- [Document extract]:
▽

Why is it late though, you ask? Let me explain, welcome to the topic of my third blog post.

Being a business operator, and not a business owner.

Now I did not exactly coin that statement myself. Whilst the above wording is mine, it’s derived from the research of my most admired mentor (we’ve never met, but we will), the man who will “not be your guru”, but your personal coach in all things relevant to life — love and relationships, personal growth and happiness, business and finance, you name it. If you haven’t yet, then by way of my noble and profound introduction, meet (can I say that?) Tony Robbins. He’s a leading authority in pretty much anything, and with such impactful insights and teaching techniques, he’s honestly touched the lives of millions of people globally -myself included. I could tell you more, but this is not a sponsored post and I think I have given credit to his idea, so let’s move on.

So essentially without getting into too much detail, Tony portrays being a business operator as a bad thing based on the idea that by being an operator you are stuck into your daily business operations, not giving you time to focus on just high-level stuff, and significantly, enjoy the fact that you actually OWN a business!

Do I agree? Well, I didn’t at first, but now I do.

△

- [Directives]:
1 – In the blog post, whose research is the idea of being a business operator rather than a business owner derived from?
2 – Rewrite the part of the blog post between "Now I did not" and "let’s move on.", inclusive, replacing "mentor" with "role model".
3 – Continue the blog post on being a business operator rather than a business owner, starting after its final sentence.
You won't need the records for any of this.

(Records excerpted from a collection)
▽

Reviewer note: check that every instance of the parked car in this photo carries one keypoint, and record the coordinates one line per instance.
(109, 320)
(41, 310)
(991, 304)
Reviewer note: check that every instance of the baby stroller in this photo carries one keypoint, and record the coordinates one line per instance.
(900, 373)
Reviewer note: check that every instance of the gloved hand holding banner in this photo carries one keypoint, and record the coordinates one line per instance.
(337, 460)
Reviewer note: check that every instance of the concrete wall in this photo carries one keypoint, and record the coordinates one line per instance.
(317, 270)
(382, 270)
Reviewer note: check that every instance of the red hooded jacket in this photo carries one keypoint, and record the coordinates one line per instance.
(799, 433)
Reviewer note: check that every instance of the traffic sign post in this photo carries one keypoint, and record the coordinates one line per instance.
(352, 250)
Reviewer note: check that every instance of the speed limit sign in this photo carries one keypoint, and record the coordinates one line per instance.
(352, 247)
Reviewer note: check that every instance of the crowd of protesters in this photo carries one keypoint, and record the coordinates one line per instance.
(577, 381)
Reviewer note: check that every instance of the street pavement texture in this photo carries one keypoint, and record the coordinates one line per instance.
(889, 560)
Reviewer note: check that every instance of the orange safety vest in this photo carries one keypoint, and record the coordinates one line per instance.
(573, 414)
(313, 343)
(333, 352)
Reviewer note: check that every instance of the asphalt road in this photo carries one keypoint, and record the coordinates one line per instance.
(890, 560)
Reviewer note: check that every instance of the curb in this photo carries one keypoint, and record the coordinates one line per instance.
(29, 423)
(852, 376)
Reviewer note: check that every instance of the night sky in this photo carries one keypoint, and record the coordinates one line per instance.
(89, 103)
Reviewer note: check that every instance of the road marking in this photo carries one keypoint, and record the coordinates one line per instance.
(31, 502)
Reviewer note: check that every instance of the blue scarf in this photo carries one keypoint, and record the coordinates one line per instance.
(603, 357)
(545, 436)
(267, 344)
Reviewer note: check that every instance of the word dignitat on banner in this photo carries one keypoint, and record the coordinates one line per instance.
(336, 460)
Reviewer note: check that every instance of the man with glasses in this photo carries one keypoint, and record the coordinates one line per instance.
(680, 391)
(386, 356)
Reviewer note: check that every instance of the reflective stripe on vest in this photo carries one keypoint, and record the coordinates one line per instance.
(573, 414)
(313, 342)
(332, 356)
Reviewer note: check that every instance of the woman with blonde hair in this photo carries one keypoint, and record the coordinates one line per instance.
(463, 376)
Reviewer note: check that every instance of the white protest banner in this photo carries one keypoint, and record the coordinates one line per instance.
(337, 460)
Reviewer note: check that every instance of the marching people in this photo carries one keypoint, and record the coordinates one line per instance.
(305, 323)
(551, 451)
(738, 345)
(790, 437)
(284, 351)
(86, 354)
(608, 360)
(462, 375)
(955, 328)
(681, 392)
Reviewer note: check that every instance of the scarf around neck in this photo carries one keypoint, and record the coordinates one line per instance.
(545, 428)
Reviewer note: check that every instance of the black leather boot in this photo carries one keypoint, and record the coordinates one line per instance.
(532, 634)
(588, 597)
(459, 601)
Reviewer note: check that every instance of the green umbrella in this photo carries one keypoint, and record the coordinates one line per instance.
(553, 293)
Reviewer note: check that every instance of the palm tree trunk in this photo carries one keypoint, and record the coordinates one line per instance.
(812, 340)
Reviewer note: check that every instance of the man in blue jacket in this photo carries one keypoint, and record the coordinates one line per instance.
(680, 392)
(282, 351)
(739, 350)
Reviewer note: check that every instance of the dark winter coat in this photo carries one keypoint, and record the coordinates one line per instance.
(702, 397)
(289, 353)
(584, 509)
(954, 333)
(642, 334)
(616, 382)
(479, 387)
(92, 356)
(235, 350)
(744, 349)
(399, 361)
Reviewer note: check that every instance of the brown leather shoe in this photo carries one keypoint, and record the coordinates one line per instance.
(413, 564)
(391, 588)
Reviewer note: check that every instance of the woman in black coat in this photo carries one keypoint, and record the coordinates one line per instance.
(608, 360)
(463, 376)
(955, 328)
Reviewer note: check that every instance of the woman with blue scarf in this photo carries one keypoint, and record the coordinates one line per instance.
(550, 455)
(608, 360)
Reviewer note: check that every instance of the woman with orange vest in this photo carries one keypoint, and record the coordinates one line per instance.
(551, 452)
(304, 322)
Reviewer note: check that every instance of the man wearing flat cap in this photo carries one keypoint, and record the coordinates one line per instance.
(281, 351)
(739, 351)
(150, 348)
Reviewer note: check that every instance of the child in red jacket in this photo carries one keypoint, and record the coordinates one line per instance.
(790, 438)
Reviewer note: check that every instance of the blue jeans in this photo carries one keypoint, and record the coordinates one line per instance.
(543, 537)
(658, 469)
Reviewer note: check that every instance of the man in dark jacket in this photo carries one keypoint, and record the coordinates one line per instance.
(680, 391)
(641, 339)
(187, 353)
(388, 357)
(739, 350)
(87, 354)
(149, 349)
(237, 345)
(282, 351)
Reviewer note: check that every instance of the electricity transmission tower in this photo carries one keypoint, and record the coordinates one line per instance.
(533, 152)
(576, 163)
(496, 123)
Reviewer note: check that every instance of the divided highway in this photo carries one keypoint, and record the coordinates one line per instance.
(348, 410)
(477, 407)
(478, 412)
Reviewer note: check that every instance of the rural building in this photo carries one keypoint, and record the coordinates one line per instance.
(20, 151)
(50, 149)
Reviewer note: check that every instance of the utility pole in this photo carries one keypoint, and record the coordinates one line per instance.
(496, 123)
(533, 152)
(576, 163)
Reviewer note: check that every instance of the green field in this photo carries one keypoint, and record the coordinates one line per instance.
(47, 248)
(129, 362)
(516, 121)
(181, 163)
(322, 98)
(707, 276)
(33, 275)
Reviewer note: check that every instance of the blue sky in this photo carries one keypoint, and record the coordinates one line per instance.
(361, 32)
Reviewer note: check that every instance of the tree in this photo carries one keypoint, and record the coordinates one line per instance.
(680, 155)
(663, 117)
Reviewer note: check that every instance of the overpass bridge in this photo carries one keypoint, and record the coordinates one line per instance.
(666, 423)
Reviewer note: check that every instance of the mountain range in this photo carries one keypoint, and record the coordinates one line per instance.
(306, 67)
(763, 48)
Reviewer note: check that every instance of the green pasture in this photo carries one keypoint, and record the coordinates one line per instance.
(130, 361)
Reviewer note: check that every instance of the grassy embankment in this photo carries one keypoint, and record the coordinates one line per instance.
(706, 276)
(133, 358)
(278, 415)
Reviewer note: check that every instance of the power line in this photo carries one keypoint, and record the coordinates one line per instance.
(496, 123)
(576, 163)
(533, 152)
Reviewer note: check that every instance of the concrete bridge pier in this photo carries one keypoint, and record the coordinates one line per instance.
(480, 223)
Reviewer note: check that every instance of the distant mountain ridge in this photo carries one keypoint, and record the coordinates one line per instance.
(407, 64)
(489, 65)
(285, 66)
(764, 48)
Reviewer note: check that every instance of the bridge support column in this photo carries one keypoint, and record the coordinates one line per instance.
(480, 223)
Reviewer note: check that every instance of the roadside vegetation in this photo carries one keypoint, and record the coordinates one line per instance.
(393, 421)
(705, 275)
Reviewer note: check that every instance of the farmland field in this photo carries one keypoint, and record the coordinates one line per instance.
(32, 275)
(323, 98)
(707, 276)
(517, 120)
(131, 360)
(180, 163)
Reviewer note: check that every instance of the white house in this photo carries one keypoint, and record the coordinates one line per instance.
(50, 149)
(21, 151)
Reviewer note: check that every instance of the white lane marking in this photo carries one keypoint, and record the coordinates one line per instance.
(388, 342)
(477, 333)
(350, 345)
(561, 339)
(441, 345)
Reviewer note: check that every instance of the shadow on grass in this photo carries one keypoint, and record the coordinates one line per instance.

△
▽

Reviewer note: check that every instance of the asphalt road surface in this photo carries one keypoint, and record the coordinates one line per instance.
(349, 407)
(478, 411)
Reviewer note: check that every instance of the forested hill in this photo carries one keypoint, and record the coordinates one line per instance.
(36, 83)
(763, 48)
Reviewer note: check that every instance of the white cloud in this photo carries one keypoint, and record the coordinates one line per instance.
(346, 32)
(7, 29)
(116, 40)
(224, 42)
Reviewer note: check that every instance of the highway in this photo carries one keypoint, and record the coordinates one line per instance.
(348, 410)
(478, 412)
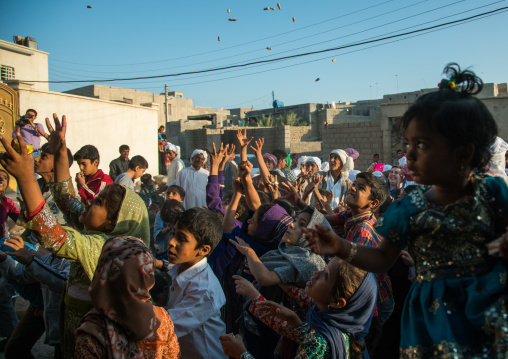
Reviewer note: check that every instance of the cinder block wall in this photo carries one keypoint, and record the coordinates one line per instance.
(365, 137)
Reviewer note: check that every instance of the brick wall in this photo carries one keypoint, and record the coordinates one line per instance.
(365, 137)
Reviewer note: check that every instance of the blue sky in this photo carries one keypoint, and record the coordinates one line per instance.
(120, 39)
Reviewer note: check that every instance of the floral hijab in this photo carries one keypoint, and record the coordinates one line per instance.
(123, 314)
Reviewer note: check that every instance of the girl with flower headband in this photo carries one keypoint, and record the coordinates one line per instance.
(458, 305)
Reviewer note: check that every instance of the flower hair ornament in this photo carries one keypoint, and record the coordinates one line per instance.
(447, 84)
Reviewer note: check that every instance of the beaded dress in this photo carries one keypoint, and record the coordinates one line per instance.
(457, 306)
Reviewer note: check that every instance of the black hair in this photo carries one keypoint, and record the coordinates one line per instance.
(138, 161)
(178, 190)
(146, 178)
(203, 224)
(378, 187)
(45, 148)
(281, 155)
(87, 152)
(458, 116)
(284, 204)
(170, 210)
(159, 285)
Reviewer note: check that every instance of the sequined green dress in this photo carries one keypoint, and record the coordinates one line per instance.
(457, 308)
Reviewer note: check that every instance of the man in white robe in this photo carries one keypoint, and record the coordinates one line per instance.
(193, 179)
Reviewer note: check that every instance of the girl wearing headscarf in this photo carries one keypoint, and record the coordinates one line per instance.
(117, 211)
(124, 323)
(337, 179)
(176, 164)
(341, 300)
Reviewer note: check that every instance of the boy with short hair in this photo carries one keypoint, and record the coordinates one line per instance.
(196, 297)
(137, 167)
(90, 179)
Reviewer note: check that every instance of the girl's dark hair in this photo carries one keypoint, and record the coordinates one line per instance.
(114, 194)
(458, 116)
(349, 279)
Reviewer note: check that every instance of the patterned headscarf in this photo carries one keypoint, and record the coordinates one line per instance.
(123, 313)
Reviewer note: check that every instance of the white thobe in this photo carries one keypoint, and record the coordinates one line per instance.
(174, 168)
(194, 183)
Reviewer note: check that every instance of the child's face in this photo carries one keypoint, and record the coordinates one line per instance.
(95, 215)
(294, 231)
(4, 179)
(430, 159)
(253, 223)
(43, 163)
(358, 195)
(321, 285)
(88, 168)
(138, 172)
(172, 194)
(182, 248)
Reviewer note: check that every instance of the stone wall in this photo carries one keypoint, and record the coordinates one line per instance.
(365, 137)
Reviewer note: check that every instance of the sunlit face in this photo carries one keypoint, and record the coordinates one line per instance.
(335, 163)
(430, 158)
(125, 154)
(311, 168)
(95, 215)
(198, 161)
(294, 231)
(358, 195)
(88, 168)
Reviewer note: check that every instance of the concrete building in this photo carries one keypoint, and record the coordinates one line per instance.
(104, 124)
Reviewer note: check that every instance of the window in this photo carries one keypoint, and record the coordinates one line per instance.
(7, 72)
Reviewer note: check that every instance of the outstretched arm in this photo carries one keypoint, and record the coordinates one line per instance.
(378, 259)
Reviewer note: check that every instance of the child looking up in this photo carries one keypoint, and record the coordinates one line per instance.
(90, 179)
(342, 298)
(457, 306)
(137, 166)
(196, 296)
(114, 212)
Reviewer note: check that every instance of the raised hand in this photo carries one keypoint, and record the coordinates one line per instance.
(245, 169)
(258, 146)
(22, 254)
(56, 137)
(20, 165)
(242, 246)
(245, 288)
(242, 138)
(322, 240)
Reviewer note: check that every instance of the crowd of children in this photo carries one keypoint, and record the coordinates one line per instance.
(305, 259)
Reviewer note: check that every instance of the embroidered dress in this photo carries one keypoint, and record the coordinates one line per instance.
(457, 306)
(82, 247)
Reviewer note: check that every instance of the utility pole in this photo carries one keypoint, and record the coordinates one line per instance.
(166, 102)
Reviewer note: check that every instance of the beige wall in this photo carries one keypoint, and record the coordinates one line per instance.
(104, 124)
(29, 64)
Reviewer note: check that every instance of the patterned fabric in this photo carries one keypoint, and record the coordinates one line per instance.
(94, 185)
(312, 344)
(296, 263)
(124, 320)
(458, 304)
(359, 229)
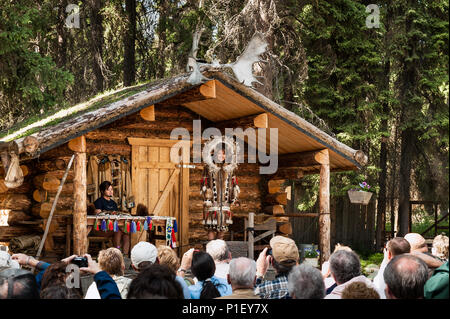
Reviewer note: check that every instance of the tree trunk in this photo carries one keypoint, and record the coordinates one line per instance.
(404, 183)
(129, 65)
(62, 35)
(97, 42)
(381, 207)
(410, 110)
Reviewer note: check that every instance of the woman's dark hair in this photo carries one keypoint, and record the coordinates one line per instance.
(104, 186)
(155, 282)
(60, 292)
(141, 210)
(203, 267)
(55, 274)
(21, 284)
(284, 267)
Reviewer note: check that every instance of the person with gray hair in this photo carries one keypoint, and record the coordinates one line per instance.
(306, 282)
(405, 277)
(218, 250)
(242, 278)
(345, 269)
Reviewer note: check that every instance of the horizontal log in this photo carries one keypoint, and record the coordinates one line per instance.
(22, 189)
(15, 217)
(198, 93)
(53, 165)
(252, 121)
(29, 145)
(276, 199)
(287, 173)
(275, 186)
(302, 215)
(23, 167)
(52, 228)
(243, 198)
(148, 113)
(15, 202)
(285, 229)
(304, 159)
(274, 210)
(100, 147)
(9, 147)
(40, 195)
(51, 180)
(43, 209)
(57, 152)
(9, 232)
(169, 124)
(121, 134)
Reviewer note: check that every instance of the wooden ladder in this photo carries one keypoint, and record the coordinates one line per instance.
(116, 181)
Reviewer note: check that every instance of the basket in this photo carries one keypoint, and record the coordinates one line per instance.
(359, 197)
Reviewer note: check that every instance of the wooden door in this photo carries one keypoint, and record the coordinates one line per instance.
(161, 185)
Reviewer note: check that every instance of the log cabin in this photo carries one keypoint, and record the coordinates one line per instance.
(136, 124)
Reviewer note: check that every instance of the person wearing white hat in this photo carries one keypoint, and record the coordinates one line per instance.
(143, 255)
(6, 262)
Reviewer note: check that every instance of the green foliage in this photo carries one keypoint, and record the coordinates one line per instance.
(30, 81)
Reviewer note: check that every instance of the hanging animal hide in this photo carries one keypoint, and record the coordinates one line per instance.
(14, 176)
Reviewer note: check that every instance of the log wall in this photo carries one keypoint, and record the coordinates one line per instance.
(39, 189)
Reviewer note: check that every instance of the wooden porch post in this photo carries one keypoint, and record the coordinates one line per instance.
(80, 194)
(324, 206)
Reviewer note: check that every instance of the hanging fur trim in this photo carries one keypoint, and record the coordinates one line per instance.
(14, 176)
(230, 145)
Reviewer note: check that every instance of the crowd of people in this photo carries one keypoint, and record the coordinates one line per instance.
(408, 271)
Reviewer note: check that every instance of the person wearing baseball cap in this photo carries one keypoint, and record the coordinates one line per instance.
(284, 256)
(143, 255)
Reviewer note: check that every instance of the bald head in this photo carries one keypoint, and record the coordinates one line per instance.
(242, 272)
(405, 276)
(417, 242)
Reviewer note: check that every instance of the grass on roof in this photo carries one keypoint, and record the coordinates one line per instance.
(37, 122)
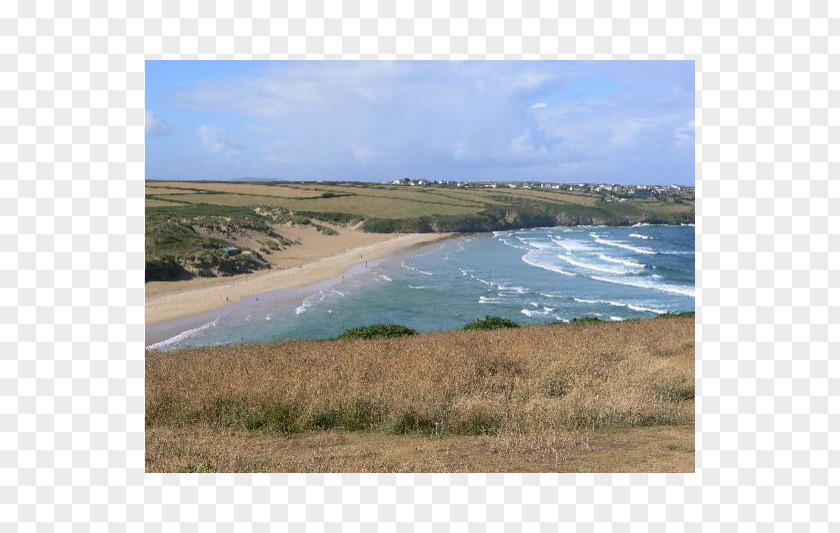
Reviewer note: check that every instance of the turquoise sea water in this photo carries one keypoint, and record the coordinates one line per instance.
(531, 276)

△

- [Results for the exercise]:
1 – Tony Robbins

2 –
Now I did not exactly coin that statement myself. Whilst the above wording is mine, it’s derived from the research of my most admired role model (we’ve never met, but we will), the man who will “not be your guru”, but your personal coach in all things relevant to life — love and relationships, personal growth and happiness, business and finance, you name it. If you haven’t yet, then by way of my noble and profound introduction, meet (can I say that?) Tony Robbins. He’s a leading authority in pretty much anything, and with such impactful insights and teaching techniques, he’s honestly touched the lives of millions of people globally -myself included. I could tell you more, but this is not a sponsored post and I think I have given credit to his idea, so let’s move on.

3 –
When starting a business, especially in the super early stages, you do everything yourself. You don’t/won’t/can’t employ (interestingly, an equally balanced combination of those three factors I find), and all the heavy lifting falls onto you. I can’t speak for everyone, so I don’t want to generalise, but at least this is what it was like for me. I did/do absolutely everything from product management, product testing and reviews, UI/UX design, marketing, conceptualising of sales and marketing strategies, sales meetings, customer support on all our channels, account management for our clients, job management and customer to user management, etc etc etc. As Tony would say, “Buddy, you are a fucking business operator”. Every aspect of ops is on me. Every user and customer touch point, on me.

What does that mean? Without help, it means you can’t really turn off, or take a break from operating the business to dedicate time doing deep-work and thinking about growing the business and innovating. Yes, these things happened organically as you operate, but I truly believe not nearly to the extent if that was your priority, in other words — owning the business.

“But Jaryd, you said you didn’t agree with Tony, probably the most educated and respected man on the subject?”. I did say that, here’s why.

I believe being an operator is one of the most important aspects of being a founder and active CEO. Without it, what “operation” is there to own at the end? By being an operator, you have your finger on every pulse, nothing misses your eye, and you truly get to understand the business you are supposed to be building and the problem you will be solving. I say this because, at least from my experience (yes, just 1 venture so far, but my gut tells me that by and large, it’s true), that what you start out doing is likely going to look very different to what you end up owning at the end of the day (if we escape Death Valley, were sadly 95% of startups die with no headstones, and disappear into the abyss of the consumer’s mind). “Jees, that’s dark Jaryd”. That’s because by doing it all yourself, observing and iterating through your continues feedback loops — you learn what assumptions of yours are true, which ones are garbage and that the market dismissed, and what tweaks to make to change your business. You can only get that from being an operator.

“But Jaryd, you just said being an operator is the most important aspect of running a company, but you also apparently now agree with Tony, what is it?” Please, just let me finish, it will all make sense in the end (I hope).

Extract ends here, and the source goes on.